## [Document]
+---+

Implementing Communities of Practice in Higher Education: Dreamers and Schemers

Jacquie McDonald and Aileen Cater-Steel, editors
Singapore: Springer, 2017 (xiv + 643 pages, ISBN 978-981-10-2865-6, $145.00)

2020; 1:1 126 The Wabash Center Journal on Teaching
This work is licensed under a Creative Commons Attribution-NonCommercial 4.0 International License


REVIEWED BY

Anne-Marie Ellithorpe
Vancouver School of Theology


This edited volume profiles higher education communities of practice, with contributing authors reflecting on their experiences of dreaming, scheming, and implementing communities of practice (CoP) within a variety of higher education contexts. As an elementary teacher turned practical theologian, I am encouraged to see this attentiveness to social learning within higher education. The CoP concept has significant potential for critiquing, enhancing, and transforming teaching and learning practices within religious and theological educational contexts.

It is noteworthy that, despite the current climate in higher education being identified as chilly and non-supportive of collaborative activities (xii), the enthusiastic response to Jacquie McDonald’s call for papers exploring the use of CoP for learning and teaching in higher education resulted in two volumes. A more practical focus is evident within this second volume.

The Foreword, written by Etienne and Beverley Wenger-Trayner, provides a helpful overview of the history of the CoP concept. CoP theory is identified as having moved through three phases, from the community defining learning, to learning defining the community, to the consideration of a broader landscape of practice, acknowledging learning taking place at the boundaries between communities of practice as well as within them (viii). Theological educators will benefit from considering the relevance of each of these phases.

The volume is divided into four parts. Part I consists of case studies. Amongst these first seven chapters, the more generalizable are certainly relevant to teachers of religion and theology. These include the first chapter, with its focus on the use of CoP to support the capacity development of supervisors of HDR students, and the fourth chapter, with its focus on the practice of generous scholarship and collegiality through academic writing retreats. Here Sally Stewart Knowles advocates for attentiveness to the actual practices and processes that lead to publication. Noting the proven value of writing retreats, Knowles implies that the communities fostered by such retreats must move from fringe status to becoming an integral part of a research environment (78). The sixth chapter, with its focus on collaborative autoethnography and decoloniality, may also prove invaluable in terms of researcher preparation in various contexts.

+---+

## [Supplied entries]
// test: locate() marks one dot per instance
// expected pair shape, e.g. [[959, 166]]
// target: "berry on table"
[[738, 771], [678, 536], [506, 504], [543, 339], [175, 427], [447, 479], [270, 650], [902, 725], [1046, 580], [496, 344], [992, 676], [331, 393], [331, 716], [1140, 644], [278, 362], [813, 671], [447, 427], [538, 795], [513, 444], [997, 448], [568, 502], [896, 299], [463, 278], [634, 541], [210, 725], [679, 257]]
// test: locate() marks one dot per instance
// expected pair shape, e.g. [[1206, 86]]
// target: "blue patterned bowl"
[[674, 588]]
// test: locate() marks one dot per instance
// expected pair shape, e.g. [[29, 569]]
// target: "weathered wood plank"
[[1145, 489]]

+---+

## [What you should do]
Extend the review of the edited volume on communities of practice in higher education, starting right after its final sentence.

## [In response]
Part II focuses on curriculum development. Here theological educators may particularly resonate with an emphasis on “transformational approaches to professional learning” (161) within chapter eight and the interdisciplinary focus on transformative education and sustainability within chapter thirteen.

Theological educators and students will benefit from considering the various student-focused CoP within Part III. Doctoral students may particularly engage with the development of informal organic networks outlined in chapter fourteen. Variations on the Equity Buddies concept outlined in chapter seventeen may be valuable for supporting first-year students within theological colleges.

Finally, the focus within Part IV on virtual CoP will be of relevance to those engaging students in quality learning experiences through online teaching, learning, and research. Themes that emerge through these chapters include the organic nature of communities and the fostering of a culture of collaboration.

Given that some contributors make extensive use of acronyms, readers unfamiliar with these acronyms may need to engage in the discipline of slow reading. While a final summary chapter reviewing and discussing key themes and findings that emerged throughout these papers would enrich this work, educators will nevertheless benefit from focusing on those chapters most relevant to their contexts. Overall, religious and theological education readers are likely to glean inspiration, ideas, and implementation strategies that contribute to learning with and from one another in today’s isolating yet interconnected world.